» Text excerpt:
- - - - - - -

Three different dusts including a coal dust (pulverized and sieved from Pittsburgh seam coal), a high-purity silica dust (U.S. Silica, Frederick, MD, USA), and a gold mine dust (collected in Alaska gold mine) were aerosolized using a fluidized bed dust generator (3400A, TSI Inc.) through an aerosol neutralizer (3012A, TSI Inc.). Mass median aerodynamic diameter (geometric standard deviation) of the airborne coal dust, high-purity silica dust, and gold mine dust were 5.5 µm (3.2), 3.46 µm (1.73), 5.17 µm (1.72), respectively. The performance of the EoS cyclone was compared to the results obtained by a 10-mm nylon cyclone (Zefon International Inc., Ocala, FL). The 10-mm nylon cyclone is the standard sampler for Occupational Safety and Health Administration (OSHA) method PV2121²¹, NIOSH Manual of Analytical Method 0600⁶, and Mine Safety and Health Administration (MSHA) methods P-7²² and P-2²³. A total of ten cyclones, five 10-mm nylon and five EoS cyclones, were placed in the chamber. Six tests were conducted with each dust: a total of eighteen tests. Two different filter mass loadings were targeted (0.750 mg and 1.5 mg) and each mass loading was obtained for three tests.

The respirable dust mass concentration in the chamber was maintained near 4.5 mg m⁻³ through the entire test. The concentration in the chamber was monitored using a tapered element oscillating microbalance (TEOM) 1400a (Thermo Scientific, Franklin, MA, USA) with a BGI-4CP cyclone inlet operated at 2.2 l min⁻¹.

- - - - - - -

» Supplied entries:
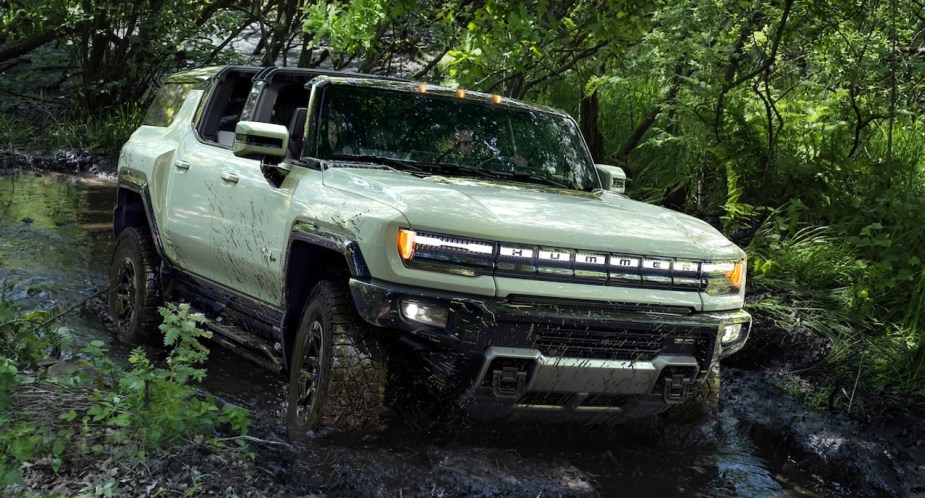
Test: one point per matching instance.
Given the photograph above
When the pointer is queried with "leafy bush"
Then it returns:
(102, 410)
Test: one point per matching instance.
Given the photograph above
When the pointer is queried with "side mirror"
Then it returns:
(255, 138)
(613, 177)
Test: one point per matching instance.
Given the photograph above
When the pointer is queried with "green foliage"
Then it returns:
(104, 409)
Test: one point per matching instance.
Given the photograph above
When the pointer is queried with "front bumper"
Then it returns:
(563, 358)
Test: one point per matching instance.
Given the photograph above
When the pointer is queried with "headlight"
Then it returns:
(724, 277)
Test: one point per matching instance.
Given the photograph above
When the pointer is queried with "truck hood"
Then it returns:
(534, 214)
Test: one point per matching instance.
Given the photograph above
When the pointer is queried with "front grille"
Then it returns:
(626, 345)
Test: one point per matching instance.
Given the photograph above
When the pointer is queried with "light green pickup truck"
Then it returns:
(330, 225)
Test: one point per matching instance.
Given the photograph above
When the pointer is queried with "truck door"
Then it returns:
(250, 237)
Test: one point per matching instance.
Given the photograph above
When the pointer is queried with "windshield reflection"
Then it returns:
(452, 136)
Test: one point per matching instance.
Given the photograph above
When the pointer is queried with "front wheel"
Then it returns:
(338, 368)
(134, 291)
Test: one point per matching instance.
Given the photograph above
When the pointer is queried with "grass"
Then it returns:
(42, 128)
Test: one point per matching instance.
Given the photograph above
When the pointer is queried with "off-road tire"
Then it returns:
(134, 288)
(338, 367)
(703, 399)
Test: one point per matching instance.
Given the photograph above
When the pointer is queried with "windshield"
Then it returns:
(453, 136)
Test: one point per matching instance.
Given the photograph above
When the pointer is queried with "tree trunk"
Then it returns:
(588, 114)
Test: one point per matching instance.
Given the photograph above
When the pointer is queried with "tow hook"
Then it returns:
(677, 387)
(508, 382)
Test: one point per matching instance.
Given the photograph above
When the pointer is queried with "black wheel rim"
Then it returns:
(125, 293)
(309, 374)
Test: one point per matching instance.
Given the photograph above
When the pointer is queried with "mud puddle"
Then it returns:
(55, 243)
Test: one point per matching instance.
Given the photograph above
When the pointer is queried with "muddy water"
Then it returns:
(55, 242)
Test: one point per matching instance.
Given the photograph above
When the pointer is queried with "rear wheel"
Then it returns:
(338, 368)
(134, 291)
(703, 398)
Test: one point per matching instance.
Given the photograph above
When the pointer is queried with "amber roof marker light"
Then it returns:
(405, 244)
(737, 274)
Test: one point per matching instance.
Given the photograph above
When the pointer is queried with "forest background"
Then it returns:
(793, 127)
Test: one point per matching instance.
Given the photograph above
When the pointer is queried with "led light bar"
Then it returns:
(468, 256)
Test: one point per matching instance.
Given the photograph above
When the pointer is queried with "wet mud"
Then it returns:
(55, 242)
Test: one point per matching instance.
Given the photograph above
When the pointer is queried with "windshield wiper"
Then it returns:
(533, 177)
(388, 161)
(463, 169)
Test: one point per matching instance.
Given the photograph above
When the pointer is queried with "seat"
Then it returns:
(297, 132)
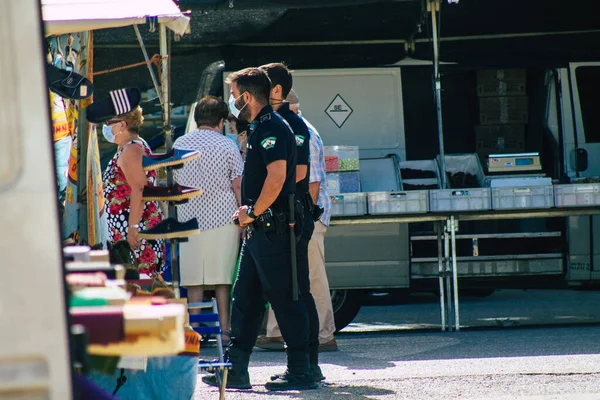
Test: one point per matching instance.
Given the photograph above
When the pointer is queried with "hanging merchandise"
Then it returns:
(68, 84)
(119, 102)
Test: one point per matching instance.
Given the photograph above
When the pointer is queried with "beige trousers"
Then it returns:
(319, 287)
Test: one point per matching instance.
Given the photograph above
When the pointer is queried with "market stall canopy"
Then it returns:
(67, 16)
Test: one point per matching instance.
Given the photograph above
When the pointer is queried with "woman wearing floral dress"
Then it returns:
(124, 181)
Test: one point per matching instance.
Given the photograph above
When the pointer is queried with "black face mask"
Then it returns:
(241, 105)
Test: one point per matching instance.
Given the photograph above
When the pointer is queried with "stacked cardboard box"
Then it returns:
(503, 112)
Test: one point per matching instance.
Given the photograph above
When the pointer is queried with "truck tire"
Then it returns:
(346, 304)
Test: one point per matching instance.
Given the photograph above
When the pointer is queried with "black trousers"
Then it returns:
(308, 226)
(265, 276)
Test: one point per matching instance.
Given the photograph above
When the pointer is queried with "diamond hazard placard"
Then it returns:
(338, 110)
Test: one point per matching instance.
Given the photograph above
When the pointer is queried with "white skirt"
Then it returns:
(209, 257)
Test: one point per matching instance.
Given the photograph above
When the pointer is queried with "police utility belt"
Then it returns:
(269, 221)
(275, 220)
(313, 209)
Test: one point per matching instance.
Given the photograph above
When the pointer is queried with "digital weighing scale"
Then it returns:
(517, 162)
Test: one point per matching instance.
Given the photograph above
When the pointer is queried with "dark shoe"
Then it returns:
(329, 346)
(170, 229)
(68, 84)
(173, 193)
(292, 382)
(315, 370)
(270, 343)
(233, 381)
(174, 158)
(317, 374)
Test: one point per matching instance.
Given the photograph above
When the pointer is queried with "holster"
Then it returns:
(314, 209)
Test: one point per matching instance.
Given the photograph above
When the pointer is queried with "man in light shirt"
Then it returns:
(209, 258)
(319, 285)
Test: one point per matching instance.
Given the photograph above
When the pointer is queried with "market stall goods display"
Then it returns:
(170, 228)
(119, 102)
(68, 84)
(332, 163)
(172, 193)
(173, 159)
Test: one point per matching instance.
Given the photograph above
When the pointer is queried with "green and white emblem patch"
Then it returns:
(268, 143)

- - - - - - -

» What to do:
a. Using the cyclone sampler text, list every method for which the 10-mm nylon cyclone serves as the standard sampler.
b. In the cyclone sampler text, what respirable dust mass concentration was held in the chamber throughout the test?
c. Return the cyclone sampler text word for word from "The respirable dust" to "2.2 l min⁻¹.".

» Written responses:
a.
OSHA method PV2121
NIOSH Manual of Analytical Method 0600
MSHA method P-7
MSHA method P-2

b. It was held near 4.5 mg m⁻³.

c.
The respirable dust mass concentration in the chamber was maintained near 4.5 mg m⁻³ through the entire test. The concentration in the chamber was monitored using a tapered element oscillating microbalance (TEOM) 1400a (Thermo Scientific, Franklin, MA, USA) with a BGI-4CP cyclone inlet operated at 2.2 l min⁻¹.